Document segment:
A former student of the Pratt Institute, Brooklyn, and the Académie Julian, Paris, in 1954 Thomas Downing enrolled at Catholic University, Washington, to study under Kenneth Noland. Noland, who became a significant influence on Downing's art, was one of the founders of the Washington Color Field Movement.
In the late 1950s, Downing shared a studio with Howard Mehring, another artist of the Washington Color School. In 1964 Clement Greenberg included Noland, Mehring, and Downing in Post-painterly Abstraction, an exhibition he curated for the Los Angeles County Museum of Art in 1964, in which Greenberg brought together exponents of what he saw as a new movement in painting that derived from the abstract expressionism of the 1940s and 1950s but "favored openness or clarity" rather than density. Other artists of note in this exhibition included Sam Francis, Gene Davis, Helen Frankenthaler, Ellsworth Kelly, Sam Gilliam and Morris Louis.
The Washington Color School became an umbrella term for a form of image making concerned primarily with color field painting, a form of non-objective or non-representational art that explored ways to use large solid areas of paint. The Washington Color School originally consisted of a group of painters who showed works in the exhibition "Washington Color Painters" at the now-defunct Washington Gallery of Modern Art in Washington from June 25 to September 5, 1965. The exhibition's organizer was Gerald Nordland and the painters who exhibited were Sam Francis, Gene Davis, Morris Louis, Kenneth Noland, Howard Mehring, Thomas "Tom" Downing, and Paul Reed. This exhibition, which subsequently traveled to several other venues in the United States, including the Walker Art Center, solidified Washington's place in the national movement and defined what is now considered the city's signature art movement.

Activity A: According to the text on Thomas Downing, who organized the "Washington Color Painters" exhibition?
Activity B: Name every painter who, according to the text on Thomas Downing, exhibited in "Washington Color Painters" at the Washington Gallery of Modern Art.
Activity C: Carry on the text on Thomas Downing from its last sentence.

Data supplied:
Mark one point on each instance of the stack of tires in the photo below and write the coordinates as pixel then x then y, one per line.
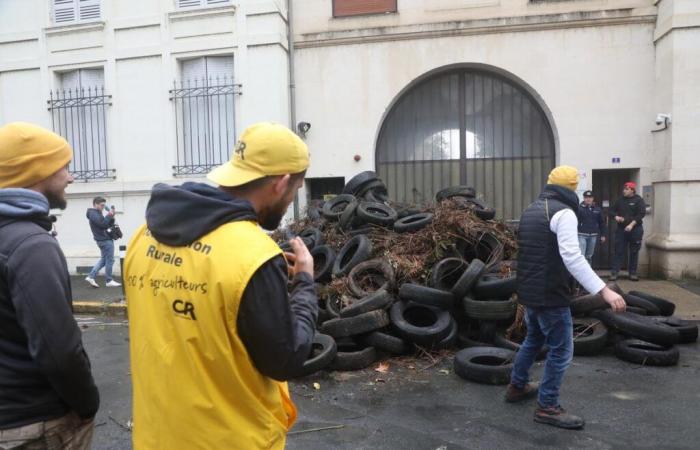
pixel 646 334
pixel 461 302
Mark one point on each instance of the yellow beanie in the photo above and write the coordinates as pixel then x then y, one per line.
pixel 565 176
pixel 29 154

* * *

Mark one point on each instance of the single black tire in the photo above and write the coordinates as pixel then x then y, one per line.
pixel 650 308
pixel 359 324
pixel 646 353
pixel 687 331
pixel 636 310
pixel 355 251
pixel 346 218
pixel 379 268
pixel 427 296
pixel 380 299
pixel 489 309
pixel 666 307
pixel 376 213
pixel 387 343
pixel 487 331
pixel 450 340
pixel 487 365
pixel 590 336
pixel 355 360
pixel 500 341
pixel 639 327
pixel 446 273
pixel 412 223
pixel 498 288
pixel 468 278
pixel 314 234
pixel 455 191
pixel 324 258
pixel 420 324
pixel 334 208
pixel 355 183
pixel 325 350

---

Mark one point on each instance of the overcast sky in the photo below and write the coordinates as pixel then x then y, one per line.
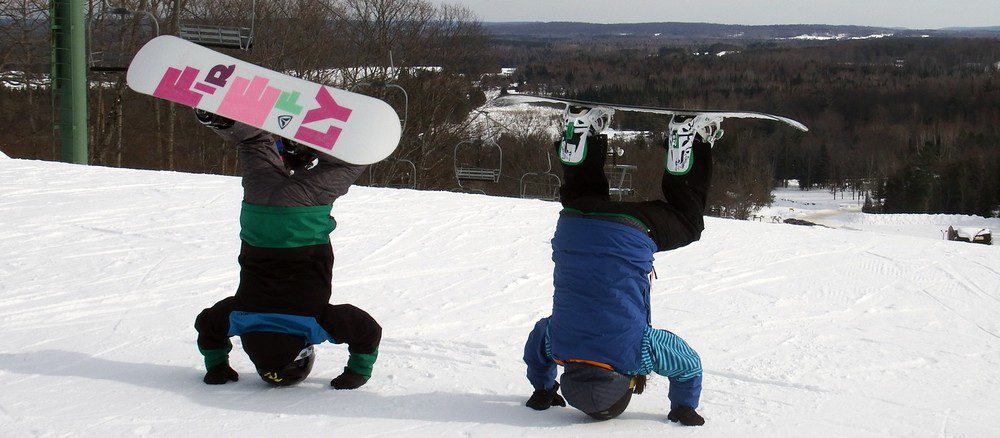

Expected answer A: Gerald Nordland

Expected answer B: Sam Francis, Gene Davis, Morris Louis, Kenneth Noland, Howard Mehring, Thomas "Tom" Downing, and Paul Reed

Expected answer C:
Downing's work was included in the seminal The Responsive Eye exhibition at MoMA in 1965, as well as Systemic Painting at the Guggenheim in 1966, and Optic Nerve at Columbus Museum of Art in 2007.
A notable pupil of Downing's was the African-American color field painter Sam Gilliam.
"(Tom) was one of the first persons that ... let me know that the Washington Color School painting wasn't about what was being written by Greenberg. ... Tom would interestingly tell you that it was only about seeing; and then later he would tell you that it was only about color; or that it was only about the music of color; or the way you could structure color. And then later he would say that it was like pop art."
- Sam Gilliam
Works by Thomas Downing are included in the following public collections:
Philadelphia Museum of Art, Philadelphia
Wadsworth Atheneum, Hartford, Connecticut
Whitney Museum, New York
Museum of Modern Art, New York
Smithsonian American Art Museum, Washington, D.C.
San Francisco Museum of Modern Art, San Francisco
Federal Reserve Board of Governors, D.C.
Walker Art Center, Minneapolis
Virginia Museum of Fine Arts, Richmond
Norton Simon Museum, Pasadena, California
Oklahoma City Museum of Art, Oklahoma
The Phillips Collection, Washington, D.C.
The Museum of Fine Arts, Houston, Texas
Stanford University Museum and Art Gallery, Stanford, California
Dimock Gallery, George Washington University, Washington, D.C.
University of the District of Columbia Collection, Washington, D.C.
Board of Governors, Federal Reserve System, Washington, D.C.
The Baltimore Museum of Art, Baltimore
University of Virginia Art Museum, Charlottesville
Museum of Fine Arts, Boston, Massachusetts
Hirshhorn Museum and Sculpture Garden, Washington, D.C.
Georgetown University Collection, Washington, D.C.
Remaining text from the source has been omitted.